(SUPPLIED RECORDS)
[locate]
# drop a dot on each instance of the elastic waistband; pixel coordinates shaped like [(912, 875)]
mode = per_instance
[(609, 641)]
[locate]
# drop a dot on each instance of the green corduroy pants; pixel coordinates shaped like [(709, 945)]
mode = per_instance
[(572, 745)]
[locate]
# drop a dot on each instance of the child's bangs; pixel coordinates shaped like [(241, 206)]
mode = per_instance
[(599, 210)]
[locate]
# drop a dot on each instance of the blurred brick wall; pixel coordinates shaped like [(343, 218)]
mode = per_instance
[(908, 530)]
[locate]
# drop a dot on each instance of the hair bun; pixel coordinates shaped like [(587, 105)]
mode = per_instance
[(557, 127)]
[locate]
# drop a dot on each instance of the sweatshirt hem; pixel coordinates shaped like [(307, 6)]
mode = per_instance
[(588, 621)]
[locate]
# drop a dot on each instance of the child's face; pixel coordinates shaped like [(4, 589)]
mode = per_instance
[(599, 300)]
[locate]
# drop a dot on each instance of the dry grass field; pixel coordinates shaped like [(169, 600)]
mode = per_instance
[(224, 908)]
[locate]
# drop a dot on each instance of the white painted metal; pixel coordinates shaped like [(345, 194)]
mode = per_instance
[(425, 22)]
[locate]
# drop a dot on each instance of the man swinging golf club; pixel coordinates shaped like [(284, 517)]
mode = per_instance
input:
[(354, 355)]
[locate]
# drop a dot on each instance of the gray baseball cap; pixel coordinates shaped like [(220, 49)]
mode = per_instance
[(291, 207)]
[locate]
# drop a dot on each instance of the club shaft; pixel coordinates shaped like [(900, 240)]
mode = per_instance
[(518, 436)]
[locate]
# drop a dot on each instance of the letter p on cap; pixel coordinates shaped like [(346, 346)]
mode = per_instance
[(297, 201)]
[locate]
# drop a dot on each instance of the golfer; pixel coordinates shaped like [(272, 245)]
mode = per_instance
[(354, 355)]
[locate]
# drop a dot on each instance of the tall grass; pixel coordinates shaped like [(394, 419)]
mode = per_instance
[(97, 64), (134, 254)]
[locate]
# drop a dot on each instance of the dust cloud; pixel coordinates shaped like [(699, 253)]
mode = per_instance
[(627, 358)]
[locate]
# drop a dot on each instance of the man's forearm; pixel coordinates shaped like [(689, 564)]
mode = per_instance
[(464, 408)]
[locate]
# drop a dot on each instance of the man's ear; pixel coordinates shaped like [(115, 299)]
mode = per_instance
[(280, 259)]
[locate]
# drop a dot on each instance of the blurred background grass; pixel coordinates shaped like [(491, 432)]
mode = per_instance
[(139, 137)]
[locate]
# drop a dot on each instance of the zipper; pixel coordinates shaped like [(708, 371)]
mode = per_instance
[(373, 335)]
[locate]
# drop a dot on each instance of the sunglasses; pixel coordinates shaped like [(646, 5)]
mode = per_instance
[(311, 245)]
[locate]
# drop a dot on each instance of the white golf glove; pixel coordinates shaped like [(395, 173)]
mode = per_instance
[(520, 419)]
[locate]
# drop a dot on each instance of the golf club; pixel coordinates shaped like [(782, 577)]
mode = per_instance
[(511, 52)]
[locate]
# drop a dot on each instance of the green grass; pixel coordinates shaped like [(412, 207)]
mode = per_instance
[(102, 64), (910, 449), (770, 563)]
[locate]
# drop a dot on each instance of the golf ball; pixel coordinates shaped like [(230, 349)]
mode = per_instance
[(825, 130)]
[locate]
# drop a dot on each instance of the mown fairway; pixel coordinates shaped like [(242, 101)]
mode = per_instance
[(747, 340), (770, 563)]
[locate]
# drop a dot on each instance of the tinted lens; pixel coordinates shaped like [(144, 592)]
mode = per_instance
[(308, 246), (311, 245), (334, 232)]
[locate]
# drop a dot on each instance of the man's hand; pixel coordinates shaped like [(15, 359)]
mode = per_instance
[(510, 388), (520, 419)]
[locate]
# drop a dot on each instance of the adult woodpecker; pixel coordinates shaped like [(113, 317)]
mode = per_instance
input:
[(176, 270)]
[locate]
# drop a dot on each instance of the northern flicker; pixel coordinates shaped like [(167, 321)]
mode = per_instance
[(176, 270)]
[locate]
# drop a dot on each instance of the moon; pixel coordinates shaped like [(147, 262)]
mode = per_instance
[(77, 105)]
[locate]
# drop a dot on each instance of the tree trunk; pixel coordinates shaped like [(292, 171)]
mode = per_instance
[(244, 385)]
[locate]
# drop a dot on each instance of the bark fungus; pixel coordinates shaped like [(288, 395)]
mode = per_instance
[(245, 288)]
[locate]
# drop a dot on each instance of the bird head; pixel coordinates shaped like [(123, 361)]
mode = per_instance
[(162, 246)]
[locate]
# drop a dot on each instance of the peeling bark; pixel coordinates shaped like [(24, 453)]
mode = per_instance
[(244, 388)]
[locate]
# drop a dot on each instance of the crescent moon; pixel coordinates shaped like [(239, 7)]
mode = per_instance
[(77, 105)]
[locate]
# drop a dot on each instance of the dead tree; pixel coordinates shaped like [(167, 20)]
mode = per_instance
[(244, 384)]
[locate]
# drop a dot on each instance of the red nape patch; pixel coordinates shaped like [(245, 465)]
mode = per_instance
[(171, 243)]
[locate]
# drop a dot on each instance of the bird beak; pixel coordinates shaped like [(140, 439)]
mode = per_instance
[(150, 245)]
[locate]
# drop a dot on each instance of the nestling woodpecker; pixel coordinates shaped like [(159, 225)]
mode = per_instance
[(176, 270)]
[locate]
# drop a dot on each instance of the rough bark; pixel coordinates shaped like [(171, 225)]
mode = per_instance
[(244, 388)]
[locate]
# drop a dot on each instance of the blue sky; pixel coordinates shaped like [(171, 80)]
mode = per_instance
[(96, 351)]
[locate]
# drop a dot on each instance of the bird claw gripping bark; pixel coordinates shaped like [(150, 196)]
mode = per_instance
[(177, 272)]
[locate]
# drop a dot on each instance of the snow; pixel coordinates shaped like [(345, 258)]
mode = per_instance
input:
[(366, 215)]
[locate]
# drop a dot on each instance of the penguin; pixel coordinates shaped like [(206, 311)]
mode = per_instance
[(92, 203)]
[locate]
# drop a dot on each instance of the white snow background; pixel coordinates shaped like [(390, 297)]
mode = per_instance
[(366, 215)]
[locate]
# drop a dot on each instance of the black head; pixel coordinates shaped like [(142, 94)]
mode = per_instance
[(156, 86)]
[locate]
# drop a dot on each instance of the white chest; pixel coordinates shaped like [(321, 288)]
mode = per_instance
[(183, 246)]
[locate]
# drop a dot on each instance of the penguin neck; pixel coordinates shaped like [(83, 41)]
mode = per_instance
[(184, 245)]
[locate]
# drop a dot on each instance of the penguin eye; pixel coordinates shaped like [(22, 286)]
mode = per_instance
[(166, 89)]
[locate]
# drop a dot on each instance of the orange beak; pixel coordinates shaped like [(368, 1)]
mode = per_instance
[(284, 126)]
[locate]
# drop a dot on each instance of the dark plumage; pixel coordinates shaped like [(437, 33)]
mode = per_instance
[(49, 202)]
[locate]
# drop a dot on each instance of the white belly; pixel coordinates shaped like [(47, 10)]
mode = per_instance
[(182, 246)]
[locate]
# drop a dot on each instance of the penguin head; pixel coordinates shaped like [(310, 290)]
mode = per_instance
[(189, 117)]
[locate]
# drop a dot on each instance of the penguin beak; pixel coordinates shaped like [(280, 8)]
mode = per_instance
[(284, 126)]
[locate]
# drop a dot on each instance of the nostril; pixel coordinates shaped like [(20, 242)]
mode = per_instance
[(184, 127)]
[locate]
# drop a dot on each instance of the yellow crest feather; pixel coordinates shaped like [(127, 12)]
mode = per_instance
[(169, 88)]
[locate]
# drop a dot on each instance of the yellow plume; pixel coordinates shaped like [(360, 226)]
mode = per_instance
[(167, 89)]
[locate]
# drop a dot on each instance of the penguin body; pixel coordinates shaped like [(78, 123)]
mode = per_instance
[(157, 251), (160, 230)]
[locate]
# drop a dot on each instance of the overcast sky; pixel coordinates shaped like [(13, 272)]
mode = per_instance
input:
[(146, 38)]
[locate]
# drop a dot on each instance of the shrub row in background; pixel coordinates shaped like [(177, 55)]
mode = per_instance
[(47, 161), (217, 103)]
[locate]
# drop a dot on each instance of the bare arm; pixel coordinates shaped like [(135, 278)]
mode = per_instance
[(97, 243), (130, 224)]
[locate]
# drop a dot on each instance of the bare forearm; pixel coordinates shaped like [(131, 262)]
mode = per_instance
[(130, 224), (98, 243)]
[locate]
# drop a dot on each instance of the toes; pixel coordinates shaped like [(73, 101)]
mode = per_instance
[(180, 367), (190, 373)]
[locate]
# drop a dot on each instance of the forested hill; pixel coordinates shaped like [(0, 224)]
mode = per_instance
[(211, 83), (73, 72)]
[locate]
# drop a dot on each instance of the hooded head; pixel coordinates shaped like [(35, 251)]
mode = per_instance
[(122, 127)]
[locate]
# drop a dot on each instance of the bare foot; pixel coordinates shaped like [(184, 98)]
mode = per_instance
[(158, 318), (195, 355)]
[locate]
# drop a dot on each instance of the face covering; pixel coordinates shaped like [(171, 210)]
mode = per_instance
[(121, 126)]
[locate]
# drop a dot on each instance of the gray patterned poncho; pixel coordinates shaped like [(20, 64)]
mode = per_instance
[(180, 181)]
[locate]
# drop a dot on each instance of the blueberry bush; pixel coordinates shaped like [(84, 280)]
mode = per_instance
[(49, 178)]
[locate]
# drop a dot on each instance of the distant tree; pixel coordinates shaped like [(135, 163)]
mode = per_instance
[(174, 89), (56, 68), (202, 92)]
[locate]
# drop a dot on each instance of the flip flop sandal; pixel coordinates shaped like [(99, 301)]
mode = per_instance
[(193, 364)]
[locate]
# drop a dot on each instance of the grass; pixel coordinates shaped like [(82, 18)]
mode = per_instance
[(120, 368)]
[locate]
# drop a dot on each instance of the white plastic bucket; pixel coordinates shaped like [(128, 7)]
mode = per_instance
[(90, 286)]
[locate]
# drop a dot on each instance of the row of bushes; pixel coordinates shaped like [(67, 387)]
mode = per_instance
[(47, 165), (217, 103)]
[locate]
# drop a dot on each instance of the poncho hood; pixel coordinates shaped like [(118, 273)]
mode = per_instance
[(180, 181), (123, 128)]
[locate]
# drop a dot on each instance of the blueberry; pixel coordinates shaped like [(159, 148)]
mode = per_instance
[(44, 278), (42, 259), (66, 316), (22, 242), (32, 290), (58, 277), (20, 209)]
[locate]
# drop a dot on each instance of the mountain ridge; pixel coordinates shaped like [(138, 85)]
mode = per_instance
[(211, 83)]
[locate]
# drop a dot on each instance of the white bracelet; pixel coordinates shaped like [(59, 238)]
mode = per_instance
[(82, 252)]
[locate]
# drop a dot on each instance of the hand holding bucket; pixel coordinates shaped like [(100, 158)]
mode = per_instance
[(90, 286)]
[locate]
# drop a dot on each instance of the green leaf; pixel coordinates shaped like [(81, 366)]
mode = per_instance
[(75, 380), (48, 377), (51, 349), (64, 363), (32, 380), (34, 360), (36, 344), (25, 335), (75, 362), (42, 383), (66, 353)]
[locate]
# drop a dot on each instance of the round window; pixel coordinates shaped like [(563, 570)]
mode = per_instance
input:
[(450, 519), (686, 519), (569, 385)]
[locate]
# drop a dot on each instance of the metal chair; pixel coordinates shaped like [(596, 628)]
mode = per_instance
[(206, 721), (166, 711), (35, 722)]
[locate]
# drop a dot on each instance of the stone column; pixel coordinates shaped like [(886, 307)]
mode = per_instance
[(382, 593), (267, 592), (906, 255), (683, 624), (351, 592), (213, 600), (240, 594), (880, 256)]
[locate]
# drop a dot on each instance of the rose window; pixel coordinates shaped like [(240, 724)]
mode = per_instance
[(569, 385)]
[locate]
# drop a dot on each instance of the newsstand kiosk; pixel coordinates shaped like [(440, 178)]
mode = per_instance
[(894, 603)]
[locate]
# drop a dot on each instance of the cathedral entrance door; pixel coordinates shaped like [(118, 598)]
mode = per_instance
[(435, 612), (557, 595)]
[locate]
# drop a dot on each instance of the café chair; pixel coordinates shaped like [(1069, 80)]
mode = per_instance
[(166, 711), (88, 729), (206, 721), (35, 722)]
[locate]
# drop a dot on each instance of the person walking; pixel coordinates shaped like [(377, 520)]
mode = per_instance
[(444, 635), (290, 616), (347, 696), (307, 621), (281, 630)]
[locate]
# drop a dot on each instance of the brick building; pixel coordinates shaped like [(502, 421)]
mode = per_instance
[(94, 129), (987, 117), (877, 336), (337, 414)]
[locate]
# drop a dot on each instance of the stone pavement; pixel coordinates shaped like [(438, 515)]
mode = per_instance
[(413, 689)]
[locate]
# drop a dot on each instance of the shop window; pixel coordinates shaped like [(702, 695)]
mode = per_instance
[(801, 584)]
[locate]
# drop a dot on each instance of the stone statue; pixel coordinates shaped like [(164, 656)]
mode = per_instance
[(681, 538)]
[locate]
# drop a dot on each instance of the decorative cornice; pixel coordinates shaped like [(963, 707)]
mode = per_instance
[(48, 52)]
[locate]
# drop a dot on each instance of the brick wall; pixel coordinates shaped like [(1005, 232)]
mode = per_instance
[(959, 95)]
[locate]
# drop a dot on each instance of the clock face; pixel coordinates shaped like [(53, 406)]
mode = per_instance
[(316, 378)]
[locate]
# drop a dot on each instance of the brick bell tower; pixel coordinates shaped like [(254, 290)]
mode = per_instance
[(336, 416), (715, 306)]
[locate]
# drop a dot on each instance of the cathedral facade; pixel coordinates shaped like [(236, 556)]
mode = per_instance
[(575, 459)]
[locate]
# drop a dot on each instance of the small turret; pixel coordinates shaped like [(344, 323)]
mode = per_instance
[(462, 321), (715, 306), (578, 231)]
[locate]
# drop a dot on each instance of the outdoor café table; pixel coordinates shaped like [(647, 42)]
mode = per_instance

(EXERCISE GOAL) Report how many lines of the listing contain the word "cathedral", giving only the number.

(WRITTEN RESPONSE) 2